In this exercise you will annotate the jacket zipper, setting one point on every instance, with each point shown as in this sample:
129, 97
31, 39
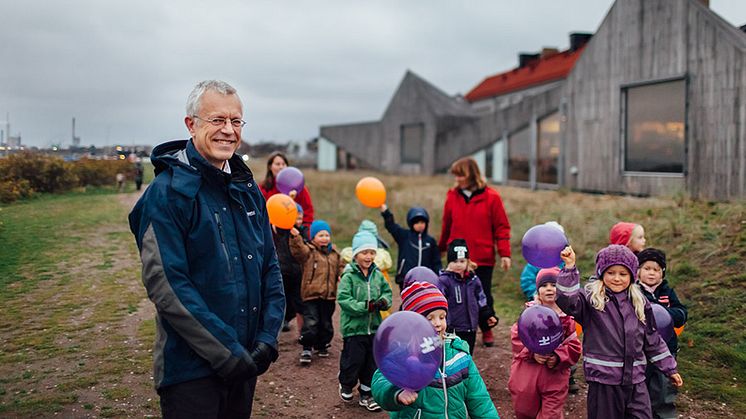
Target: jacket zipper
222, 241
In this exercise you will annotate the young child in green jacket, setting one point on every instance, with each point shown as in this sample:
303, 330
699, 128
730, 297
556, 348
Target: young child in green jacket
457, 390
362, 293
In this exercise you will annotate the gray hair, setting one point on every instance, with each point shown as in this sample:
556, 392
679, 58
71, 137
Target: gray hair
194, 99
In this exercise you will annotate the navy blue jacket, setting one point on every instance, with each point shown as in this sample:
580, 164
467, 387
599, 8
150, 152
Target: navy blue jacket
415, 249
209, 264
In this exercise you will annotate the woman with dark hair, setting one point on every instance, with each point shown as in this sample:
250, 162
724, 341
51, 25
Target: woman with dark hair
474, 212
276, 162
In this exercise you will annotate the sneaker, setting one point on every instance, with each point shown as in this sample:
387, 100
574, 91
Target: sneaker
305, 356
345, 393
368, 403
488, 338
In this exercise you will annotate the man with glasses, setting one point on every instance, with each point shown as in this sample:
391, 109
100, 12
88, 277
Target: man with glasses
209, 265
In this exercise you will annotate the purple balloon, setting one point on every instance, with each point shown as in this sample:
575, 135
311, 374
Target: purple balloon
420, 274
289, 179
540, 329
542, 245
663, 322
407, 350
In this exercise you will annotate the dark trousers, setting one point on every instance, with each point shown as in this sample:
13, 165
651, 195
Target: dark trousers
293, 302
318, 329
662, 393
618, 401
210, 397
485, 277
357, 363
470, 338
============
What is needed
From the data above, write out everything exactly except the pictures.

Output of the task
In this exercise you will annotate the jacket zipper, setting one point on every instance, with each point shown as in this sample:
129, 97
31, 39
Target: jacket zipper
222, 241
In this exercise you will annotate the young child in green jacket, setting one point on every instance, with each point shown as in this sample:
303, 330
699, 128
730, 297
556, 348
Target: young child in green jacket
457, 390
362, 293
In this exercise you will annotate the gray hair, setting one point on every instance, with each point shown as in this sample:
556, 392
679, 58
71, 137
Target: gray hair
194, 99
In this exercise you will annotate the navy blue jacket, setting one point on every instance, with each point shown as in this sample:
580, 164
467, 387
599, 8
150, 152
Target: navy blue jacket
415, 249
209, 264
In this exercise you will annotate the woman with dark hair, setting one point on every instance, with each point shown as in this sample:
250, 162
724, 341
51, 25
Target: woman with dark hair
474, 212
276, 162
In this exercise you will annotate the sneaker, setting one point on every instance, with each point shown as in this sample:
387, 100
574, 91
Target: sneaker
305, 356
345, 393
368, 403
488, 338
In this exercise you will annotate the man with glasses, setting one point on every instance, with each point shown as in this sample:
391, 109
100, 12
88, 277
Target: man with glasses
209, 265
In this exercise you will annotate the purple balloon, setting one point on every instance, with each point shown as in this sample:
575, 135
311, 374
Target: purple balloon
420, 274
289, 179
540, 329
542, 245
663, 322
407, 350
In this exercise you will annotate the dark trousers, setting one point on every instance, with each point shown as in this sample:
13, 165
651, 195
Target: dark trousers
293, 302
318, 329
662, 393
618, 401
210, 397
485, 277
357, 363
470, 338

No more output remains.